Pick out every line in the records that contains the word "orange" and copy each one.

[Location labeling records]

[BEGIN]

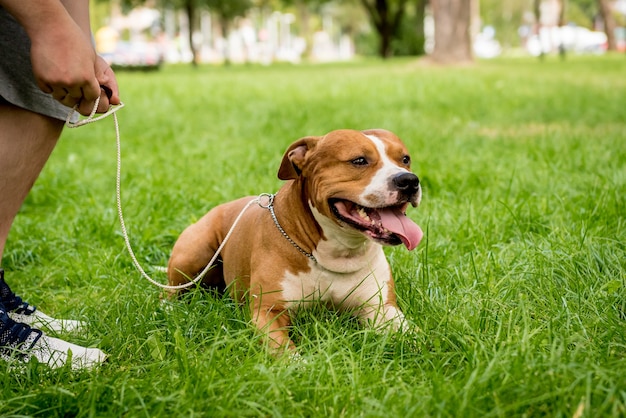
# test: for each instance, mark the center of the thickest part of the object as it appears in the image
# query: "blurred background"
(147, 33)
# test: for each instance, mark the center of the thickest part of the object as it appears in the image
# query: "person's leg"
(26, 141)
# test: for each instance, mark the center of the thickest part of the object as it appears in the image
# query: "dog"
(319, 238)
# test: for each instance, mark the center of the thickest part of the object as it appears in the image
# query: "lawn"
(518, 289)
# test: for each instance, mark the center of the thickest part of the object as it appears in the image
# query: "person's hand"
(106, 80)
(66, 66)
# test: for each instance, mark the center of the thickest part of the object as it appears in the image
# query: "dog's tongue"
(398, 223)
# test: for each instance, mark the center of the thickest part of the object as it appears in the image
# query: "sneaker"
(21, 311)
(19, 342)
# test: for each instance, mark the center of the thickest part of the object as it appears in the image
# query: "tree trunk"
(561, 24)
(453, 43)
(537, 28)
(386, 21)
(189, 8)
(420, 15)
(609, 24)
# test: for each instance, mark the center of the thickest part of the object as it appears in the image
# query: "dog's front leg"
(273, 322)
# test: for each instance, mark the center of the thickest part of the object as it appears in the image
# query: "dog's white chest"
(366, 286)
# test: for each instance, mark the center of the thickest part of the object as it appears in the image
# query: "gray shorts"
(17, 83)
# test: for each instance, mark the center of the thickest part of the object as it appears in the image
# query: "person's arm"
(63, 58)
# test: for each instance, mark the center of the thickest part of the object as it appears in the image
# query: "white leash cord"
(118, 196)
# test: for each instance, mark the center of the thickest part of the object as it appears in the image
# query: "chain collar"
(266, 201)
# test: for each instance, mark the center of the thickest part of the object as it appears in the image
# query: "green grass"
(518, 290)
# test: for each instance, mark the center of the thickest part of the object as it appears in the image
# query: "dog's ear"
(291, 166)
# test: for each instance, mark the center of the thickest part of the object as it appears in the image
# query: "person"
(48, 65)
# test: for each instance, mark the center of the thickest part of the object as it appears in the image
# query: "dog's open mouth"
(388, 225)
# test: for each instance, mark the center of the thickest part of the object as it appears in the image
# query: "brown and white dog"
(319, 238)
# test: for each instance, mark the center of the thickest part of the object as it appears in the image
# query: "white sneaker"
(19, 342)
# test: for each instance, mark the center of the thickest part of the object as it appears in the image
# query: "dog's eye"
(359, 161)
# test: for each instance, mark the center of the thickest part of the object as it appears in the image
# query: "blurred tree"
(453, 43)
(386, 17)
(226, 12)
(609, 23)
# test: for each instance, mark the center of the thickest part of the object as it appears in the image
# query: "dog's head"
(361, 180)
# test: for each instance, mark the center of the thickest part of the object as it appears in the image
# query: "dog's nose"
(407, 183)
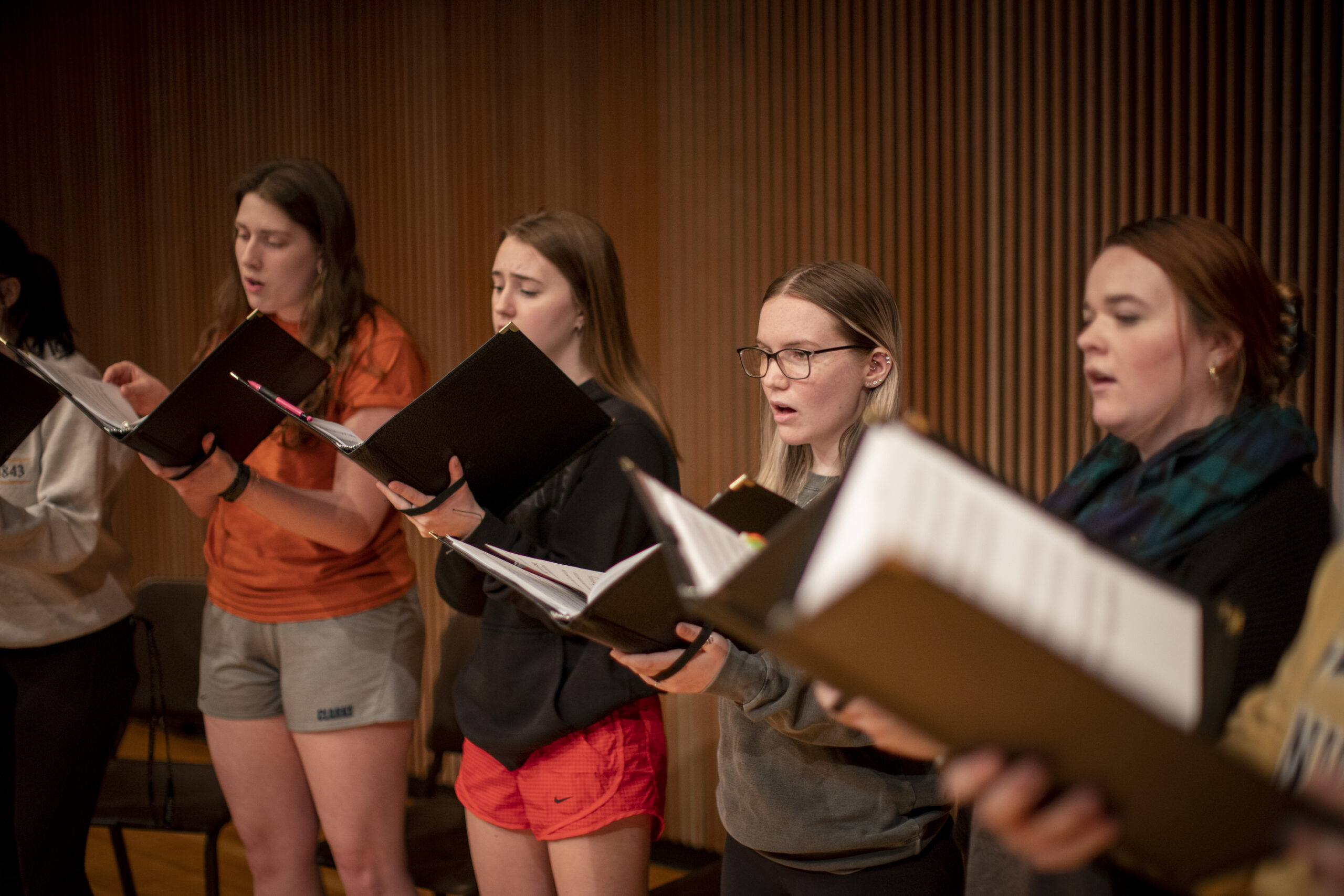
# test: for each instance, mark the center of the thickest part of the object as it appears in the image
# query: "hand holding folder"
(507, 413)
(980, 618)
(205, 402)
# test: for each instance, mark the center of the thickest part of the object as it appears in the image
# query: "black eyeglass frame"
(773, 356)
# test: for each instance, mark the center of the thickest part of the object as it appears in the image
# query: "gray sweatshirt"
(59, 566)
(800, 787)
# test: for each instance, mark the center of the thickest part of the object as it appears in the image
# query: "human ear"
(878, 370)
(1225, 347)
(10, 289)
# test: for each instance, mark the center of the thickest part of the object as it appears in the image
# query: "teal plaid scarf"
(1158, 510)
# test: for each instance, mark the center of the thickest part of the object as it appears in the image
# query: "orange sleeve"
(386, 368)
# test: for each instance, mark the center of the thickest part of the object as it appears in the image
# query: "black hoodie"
(527, 686)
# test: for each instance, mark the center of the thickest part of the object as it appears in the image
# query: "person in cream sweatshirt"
(66, 652)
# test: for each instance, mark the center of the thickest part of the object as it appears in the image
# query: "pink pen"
(298, 412)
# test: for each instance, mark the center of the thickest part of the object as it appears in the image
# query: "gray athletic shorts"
(322, 675)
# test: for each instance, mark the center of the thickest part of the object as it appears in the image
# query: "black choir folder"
(207, 400)
(508, 413)
(632, 606)
(930, 587)
(27, 399)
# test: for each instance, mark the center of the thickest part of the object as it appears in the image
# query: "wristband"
(236, 489)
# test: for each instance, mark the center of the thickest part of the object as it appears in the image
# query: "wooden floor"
(167, 864)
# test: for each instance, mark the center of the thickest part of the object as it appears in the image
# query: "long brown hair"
(866, 313)
(1226, 289)
(584, 253)
(313, 199)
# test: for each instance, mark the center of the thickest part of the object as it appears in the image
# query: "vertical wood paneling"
(972, 154)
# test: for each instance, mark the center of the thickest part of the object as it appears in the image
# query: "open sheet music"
(711, 551)
(563, 589)
(101, 400)
(206, 400)
(908, 499)
(635, 605)
(508, 414)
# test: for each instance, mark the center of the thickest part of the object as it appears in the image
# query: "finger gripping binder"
(206, 400)
(507, 413)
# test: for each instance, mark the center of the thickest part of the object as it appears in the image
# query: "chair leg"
(119, 848)
(213, 864)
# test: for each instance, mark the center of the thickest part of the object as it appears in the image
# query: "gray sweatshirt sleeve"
(779, 695)
(59, 527)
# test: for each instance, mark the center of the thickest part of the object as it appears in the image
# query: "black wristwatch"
(236, 489)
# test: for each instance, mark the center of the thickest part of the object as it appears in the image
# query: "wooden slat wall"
(972, 154)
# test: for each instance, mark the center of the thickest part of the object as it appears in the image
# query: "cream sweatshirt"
(59, 566)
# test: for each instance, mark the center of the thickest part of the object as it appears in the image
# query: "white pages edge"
(910, 500)
(101, 400)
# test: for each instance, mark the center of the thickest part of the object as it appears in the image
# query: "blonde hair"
(584, 253)
(866, 312)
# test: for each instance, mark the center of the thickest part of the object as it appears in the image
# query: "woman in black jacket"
(565, 765)
(1187, 345)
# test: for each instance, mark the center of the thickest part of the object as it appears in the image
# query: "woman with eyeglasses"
(810, 805)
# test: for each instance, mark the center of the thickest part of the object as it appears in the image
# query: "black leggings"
(934, 872)
(61, 708)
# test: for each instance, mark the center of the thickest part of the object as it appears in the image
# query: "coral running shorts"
(615, 769)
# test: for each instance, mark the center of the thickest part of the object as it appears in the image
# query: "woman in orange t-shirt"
(312, 640)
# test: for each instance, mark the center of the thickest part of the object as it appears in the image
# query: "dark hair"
(313, 198)
(1226, 289)
(866, 312)
(38, 318)
(584, 253)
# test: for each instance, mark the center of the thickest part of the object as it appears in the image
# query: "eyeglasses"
(795, 363)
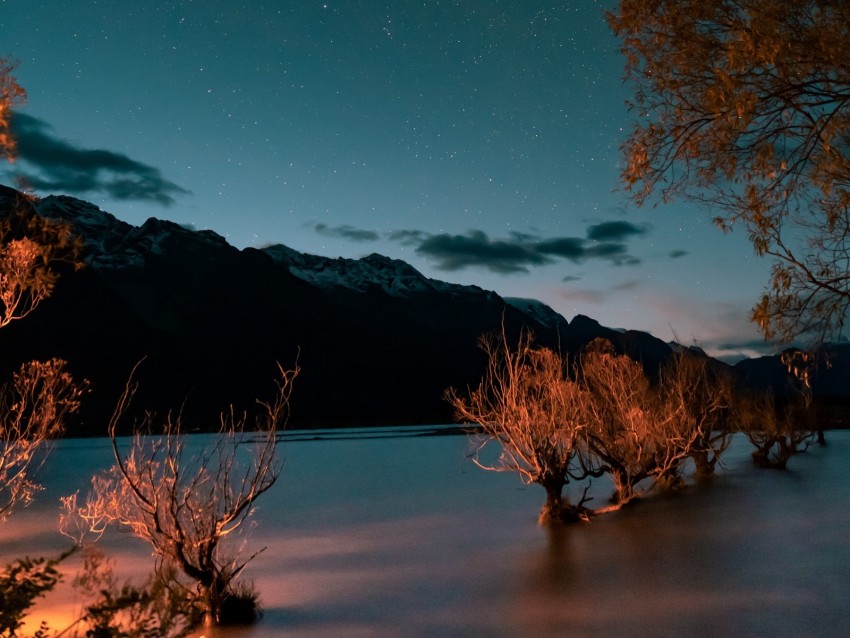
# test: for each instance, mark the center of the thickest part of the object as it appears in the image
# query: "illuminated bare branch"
(187, 501)
(529, 406)
(33, 409)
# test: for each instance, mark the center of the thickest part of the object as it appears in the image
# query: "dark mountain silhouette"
(378, 343)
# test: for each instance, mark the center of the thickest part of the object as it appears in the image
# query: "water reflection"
(403, 537)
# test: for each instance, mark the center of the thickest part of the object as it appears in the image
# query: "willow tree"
(12, 94)
(528, 405)
(35, 403)
(186, 502)
(744, 106)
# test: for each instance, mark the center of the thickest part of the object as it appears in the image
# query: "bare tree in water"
(187, 501)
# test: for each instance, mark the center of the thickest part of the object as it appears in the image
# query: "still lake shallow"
(402, 535)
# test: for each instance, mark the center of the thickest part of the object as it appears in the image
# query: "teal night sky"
(479, 141)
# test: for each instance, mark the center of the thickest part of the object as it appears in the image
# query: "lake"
(394, 532)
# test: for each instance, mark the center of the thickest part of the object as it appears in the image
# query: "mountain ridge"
(378, 342)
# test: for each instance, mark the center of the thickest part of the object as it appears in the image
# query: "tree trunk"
(557, 509)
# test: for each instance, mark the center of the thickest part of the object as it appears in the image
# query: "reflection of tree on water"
(555, 569)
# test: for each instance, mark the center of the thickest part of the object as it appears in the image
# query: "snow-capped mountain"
(393, 276)
(377, 342)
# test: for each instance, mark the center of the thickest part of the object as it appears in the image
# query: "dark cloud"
(347, 232)
(408, 237)
(517, 253)
(62, 167)
(454, 252)
(614, 231)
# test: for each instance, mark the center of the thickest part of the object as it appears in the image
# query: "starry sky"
(477, 140)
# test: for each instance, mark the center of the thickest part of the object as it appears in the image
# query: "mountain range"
(377, 342)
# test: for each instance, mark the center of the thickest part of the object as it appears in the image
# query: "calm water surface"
(404, 536)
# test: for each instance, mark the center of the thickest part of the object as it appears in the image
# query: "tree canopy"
(744, 106)
(11, 95)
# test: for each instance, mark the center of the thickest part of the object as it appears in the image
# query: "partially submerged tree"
(772, 427)
(188, 502)
(34, 405)
(697, 395)
(556, 422)
(529, 406)
(637, 437)
(744, 106)
(33, 410)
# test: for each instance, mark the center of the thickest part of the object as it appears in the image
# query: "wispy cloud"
(59, 166)
(615, 231)
(518, 252)
(455, 252)
(347, 232)
(514, 254)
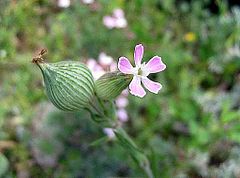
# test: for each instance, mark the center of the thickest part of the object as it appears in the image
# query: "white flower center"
(140, 70)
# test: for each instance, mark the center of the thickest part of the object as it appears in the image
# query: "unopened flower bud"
(69, 85)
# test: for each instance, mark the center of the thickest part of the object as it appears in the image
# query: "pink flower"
(109, 22)
(109, 132)
(88, 1)
(104, 59)
(121, 101)
(141, 71)
(122, 115)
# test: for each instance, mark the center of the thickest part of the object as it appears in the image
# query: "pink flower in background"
(104, 59)
(141, 71)
(63, 3)
(117, 20)
(109, 132)
(88, 1)
(122, 114)
(109, 22)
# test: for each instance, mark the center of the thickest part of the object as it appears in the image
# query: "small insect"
(39, 58)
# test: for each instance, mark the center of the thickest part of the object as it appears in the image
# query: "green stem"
(127, 143)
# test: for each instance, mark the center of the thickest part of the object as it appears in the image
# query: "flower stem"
(125, 141)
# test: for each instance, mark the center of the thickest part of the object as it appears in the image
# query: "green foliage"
(193, 119)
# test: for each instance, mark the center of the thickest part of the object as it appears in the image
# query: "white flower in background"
(104, 59)
(63, 3)
(122, 114)
(117, 20)
(121, 101)
(109, 132)
(88, 1)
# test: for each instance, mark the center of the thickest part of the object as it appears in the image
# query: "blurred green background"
(190, 129)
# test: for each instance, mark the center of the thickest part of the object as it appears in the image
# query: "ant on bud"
(39, 58)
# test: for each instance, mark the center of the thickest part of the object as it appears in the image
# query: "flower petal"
(138, 54)
(125, 66)
(152, 86)
(155, 65)
(136, 87)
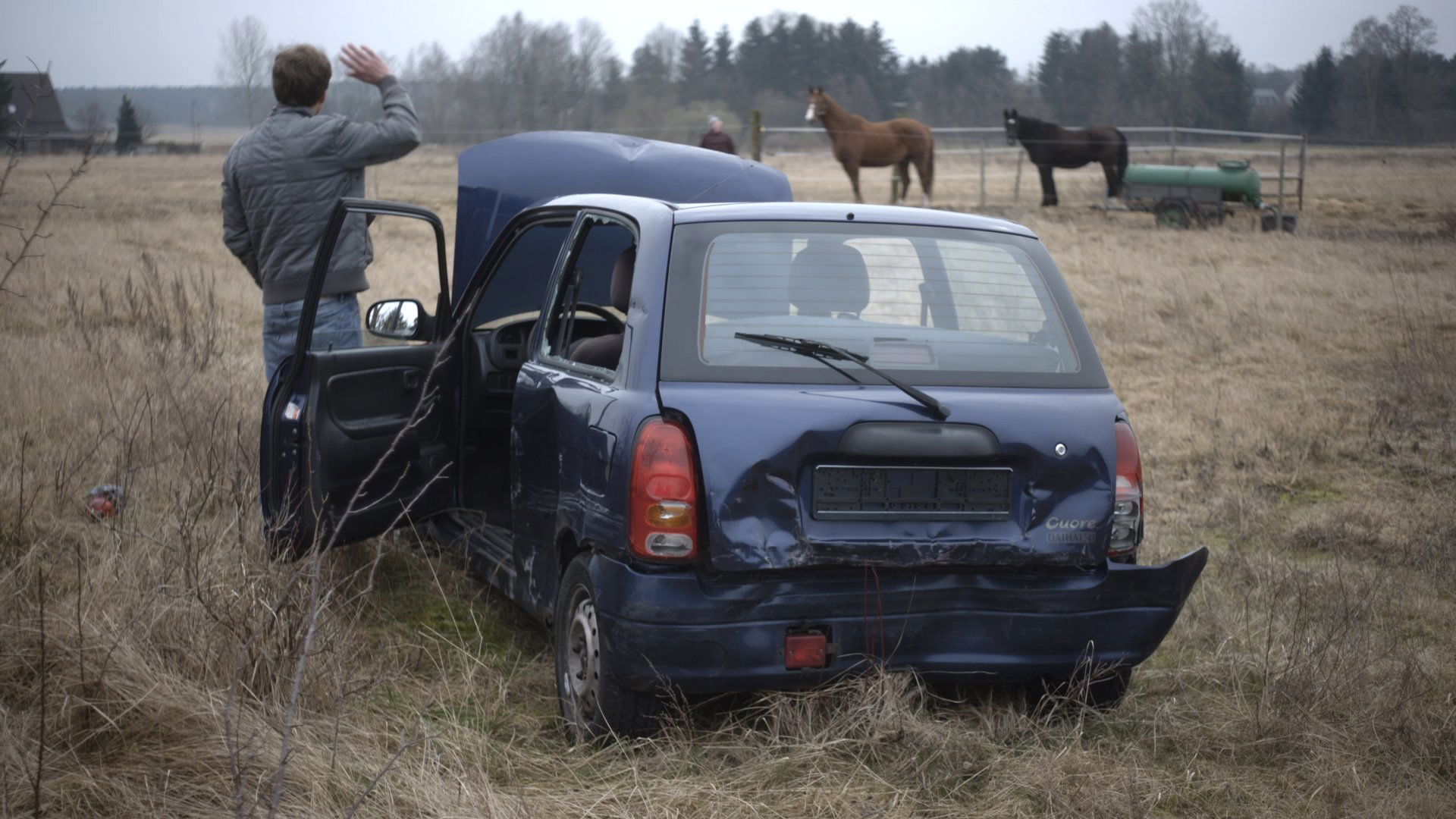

[END]

**WORKED SOLUTION**
# query: "orange sleeve"
# query: "woman in orange t-shirt"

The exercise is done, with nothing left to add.